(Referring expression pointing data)
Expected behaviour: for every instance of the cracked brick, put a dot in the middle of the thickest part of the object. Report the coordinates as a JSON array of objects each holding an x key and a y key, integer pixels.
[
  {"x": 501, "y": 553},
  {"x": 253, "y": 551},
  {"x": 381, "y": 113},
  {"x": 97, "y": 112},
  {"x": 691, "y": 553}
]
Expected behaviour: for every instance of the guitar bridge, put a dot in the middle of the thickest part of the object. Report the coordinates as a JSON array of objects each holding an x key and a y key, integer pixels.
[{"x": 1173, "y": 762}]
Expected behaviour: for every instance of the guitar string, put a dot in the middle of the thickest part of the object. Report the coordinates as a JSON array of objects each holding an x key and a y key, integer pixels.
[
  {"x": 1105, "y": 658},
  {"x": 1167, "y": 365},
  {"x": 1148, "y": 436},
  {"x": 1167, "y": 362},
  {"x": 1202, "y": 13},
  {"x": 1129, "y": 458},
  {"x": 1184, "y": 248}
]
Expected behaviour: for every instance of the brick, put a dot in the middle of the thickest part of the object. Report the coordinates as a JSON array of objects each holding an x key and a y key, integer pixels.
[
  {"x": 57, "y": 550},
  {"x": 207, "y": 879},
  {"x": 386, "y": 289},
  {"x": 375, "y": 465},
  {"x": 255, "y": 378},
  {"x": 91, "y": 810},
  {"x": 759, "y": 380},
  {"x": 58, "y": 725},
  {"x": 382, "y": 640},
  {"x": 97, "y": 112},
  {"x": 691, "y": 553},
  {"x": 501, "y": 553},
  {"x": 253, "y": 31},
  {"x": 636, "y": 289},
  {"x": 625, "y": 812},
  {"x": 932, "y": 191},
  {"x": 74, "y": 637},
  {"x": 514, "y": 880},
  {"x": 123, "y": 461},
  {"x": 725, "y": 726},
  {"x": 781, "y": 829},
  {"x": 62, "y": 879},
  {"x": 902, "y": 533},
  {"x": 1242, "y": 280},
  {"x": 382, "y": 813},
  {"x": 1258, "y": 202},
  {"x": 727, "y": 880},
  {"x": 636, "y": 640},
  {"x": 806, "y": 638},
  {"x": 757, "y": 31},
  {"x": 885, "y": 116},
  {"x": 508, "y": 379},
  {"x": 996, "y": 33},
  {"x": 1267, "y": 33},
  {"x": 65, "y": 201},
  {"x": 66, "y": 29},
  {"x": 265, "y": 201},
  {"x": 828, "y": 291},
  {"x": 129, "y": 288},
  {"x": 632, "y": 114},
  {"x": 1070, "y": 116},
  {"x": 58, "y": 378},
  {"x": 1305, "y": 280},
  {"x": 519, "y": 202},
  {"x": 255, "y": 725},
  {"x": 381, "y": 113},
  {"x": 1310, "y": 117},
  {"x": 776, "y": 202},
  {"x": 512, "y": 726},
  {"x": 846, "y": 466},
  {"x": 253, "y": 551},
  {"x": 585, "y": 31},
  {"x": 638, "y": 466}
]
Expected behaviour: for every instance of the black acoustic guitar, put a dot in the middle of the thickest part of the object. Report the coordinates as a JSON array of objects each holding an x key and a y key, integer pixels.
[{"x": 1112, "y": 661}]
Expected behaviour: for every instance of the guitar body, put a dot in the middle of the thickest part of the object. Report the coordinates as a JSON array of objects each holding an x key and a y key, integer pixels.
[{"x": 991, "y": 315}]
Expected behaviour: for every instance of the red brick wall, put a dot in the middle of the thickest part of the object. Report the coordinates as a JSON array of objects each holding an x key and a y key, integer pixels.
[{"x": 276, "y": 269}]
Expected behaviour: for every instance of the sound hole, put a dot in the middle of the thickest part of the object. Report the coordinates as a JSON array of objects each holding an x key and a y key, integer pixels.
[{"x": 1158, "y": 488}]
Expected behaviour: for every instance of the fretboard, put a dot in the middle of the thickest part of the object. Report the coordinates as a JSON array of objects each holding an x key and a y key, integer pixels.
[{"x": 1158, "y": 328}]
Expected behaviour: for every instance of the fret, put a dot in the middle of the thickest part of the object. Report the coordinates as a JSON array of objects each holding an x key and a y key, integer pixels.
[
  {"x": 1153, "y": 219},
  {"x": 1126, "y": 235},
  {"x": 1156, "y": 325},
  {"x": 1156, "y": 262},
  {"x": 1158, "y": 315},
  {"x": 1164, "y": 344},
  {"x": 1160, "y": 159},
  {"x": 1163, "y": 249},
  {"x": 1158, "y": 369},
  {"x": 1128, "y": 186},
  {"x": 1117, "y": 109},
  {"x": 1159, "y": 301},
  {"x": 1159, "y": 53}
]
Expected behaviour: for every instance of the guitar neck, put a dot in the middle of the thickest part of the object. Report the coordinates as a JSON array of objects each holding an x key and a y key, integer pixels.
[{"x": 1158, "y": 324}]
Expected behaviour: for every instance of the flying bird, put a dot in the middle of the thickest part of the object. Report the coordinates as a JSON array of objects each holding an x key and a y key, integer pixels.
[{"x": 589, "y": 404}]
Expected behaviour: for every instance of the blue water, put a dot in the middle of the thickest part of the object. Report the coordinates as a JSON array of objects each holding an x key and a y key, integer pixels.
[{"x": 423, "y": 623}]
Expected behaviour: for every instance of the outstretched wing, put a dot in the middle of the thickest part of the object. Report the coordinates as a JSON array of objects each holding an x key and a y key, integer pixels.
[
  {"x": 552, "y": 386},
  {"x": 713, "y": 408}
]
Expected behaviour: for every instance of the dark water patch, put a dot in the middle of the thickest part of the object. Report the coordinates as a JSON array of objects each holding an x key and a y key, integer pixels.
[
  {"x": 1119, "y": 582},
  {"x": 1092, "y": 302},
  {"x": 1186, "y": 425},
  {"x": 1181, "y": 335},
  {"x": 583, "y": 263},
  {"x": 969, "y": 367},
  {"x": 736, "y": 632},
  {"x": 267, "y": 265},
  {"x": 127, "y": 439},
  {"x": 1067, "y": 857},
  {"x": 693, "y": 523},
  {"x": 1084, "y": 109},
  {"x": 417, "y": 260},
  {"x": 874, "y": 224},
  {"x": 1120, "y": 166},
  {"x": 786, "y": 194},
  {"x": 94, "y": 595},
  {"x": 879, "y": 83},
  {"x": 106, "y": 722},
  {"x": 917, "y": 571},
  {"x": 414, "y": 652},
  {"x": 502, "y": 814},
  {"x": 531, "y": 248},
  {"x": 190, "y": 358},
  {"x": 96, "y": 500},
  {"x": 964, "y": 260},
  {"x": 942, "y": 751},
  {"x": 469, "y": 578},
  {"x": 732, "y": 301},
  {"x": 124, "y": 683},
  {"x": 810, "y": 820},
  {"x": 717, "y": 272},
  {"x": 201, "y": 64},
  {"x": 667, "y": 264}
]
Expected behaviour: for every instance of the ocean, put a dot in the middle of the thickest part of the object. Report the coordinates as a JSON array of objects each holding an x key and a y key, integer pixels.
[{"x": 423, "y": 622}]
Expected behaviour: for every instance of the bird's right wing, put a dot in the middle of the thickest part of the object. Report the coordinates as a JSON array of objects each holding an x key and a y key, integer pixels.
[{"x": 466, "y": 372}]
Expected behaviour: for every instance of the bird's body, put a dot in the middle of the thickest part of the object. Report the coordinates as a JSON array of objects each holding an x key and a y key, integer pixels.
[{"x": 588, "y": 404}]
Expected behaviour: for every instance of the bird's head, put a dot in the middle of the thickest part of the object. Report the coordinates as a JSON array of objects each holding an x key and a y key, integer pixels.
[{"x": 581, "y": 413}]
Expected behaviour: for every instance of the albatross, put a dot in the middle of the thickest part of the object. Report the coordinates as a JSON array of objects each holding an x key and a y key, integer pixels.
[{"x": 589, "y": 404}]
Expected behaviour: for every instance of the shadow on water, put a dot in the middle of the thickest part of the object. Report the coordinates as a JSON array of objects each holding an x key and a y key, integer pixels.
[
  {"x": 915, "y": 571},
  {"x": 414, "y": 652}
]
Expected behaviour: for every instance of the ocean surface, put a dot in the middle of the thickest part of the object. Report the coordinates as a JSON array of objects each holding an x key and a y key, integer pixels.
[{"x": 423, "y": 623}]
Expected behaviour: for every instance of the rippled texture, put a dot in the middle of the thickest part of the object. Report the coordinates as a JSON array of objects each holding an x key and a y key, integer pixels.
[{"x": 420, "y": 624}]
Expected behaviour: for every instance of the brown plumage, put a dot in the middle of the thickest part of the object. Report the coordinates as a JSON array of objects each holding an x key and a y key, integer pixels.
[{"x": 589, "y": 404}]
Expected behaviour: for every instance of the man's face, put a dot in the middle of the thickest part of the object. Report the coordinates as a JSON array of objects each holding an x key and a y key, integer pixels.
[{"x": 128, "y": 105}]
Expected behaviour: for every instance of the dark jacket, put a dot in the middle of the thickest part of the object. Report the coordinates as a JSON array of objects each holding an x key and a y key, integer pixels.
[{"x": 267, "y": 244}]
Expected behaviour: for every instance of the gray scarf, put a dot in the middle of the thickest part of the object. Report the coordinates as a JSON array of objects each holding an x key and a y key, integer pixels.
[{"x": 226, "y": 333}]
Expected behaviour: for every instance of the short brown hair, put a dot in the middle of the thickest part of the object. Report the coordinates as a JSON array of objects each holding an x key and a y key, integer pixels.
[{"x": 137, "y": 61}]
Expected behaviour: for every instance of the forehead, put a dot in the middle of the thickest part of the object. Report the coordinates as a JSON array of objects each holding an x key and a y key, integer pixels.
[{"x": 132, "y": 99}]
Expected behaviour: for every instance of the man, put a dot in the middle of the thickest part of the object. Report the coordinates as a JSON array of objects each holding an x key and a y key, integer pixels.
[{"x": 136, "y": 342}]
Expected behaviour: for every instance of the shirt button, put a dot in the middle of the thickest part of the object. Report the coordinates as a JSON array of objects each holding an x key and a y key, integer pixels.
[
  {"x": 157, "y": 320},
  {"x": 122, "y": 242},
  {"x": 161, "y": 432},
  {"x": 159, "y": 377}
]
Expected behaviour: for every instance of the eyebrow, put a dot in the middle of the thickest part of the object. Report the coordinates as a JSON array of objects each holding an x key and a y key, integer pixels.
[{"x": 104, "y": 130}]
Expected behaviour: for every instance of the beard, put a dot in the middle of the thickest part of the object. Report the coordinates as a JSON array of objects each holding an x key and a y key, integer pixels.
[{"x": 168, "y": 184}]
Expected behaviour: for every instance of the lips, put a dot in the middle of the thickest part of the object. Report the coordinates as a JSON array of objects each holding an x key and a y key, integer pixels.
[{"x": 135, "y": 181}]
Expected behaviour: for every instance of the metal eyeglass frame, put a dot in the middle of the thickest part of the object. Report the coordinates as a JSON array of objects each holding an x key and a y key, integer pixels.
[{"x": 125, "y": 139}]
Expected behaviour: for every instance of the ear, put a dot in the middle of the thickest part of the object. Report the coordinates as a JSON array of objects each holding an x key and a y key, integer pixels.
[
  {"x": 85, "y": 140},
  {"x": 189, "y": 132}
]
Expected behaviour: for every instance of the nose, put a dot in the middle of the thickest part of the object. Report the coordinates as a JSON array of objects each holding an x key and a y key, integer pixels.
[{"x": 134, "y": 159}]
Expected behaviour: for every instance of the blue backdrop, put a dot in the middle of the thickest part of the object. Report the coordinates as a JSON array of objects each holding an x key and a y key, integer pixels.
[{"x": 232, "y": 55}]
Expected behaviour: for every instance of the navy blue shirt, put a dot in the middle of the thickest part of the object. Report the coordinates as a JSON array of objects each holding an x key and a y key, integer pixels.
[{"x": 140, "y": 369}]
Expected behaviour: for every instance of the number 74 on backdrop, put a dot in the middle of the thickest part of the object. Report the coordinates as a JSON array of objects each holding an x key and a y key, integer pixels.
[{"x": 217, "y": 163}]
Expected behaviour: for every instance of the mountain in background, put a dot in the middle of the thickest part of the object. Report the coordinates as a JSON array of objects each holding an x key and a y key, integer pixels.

◆ Work required ◆
Beginning at the line that holds "Expected behaviour: for every instance of the metal", copy every line through the end of the entries exactly as given, and only those lines.

◆ Exercise response ◆
Expected behaviour: for every instance of the metal eyeglass frame, put a dot in the middle of the thickest part of the object. Report the coordinates as a JSON array of objects each holding an x key and a y key, integer pixels.
[{"x": 125, "y": 139}]
Expected behaviour: for every instance of the ear, put a dot in the middle of the thickest part of the object. Report the coordinates as a JSON array of objects each holding an x key and a y key, integer pixels.
[
  {"x": 85, "y": 140},
  {"x": 189, "y": 132}
]
Expected behaviour: for every instance of the nose, put a dot in the middle of the thickest part of the object. Report the coordinates as a JSON array of objects each holding an x key and a y key, integer pixels.
[{"x": 134, "y": 159}]
Expected behaviour: for every instance of the blue backdrop, put a dot in the middle of the thickest part of the object. Report the coordinates as a JSON array of objects each holding an x key and a y key, integer pixels.
[{"x": 232, "y": 55}]
Expected behaviour: for every instance of the navy blue shirt, put a dot in the middle of the thickest part of the object. Report the coordinates as a JSON array of objects each holding an x key and a y key, integer pixels.
[{"x": 140, "y": 369}]
Expected behaviour: for every instance of the number 74 on backdrop, put a dot in the middle of the thickest part of the object. Report the coordinates as a JSON array of objects each holding an x key and a y key, integer pixels.
[{"x": 217, "y": 163}]
Expected behaviour: for every instance of the mountain in background, put a dot in the middle of the thickest part of the object. Report the coordinates as a JSON array of objects each holding an x key and a y key, integer pixels.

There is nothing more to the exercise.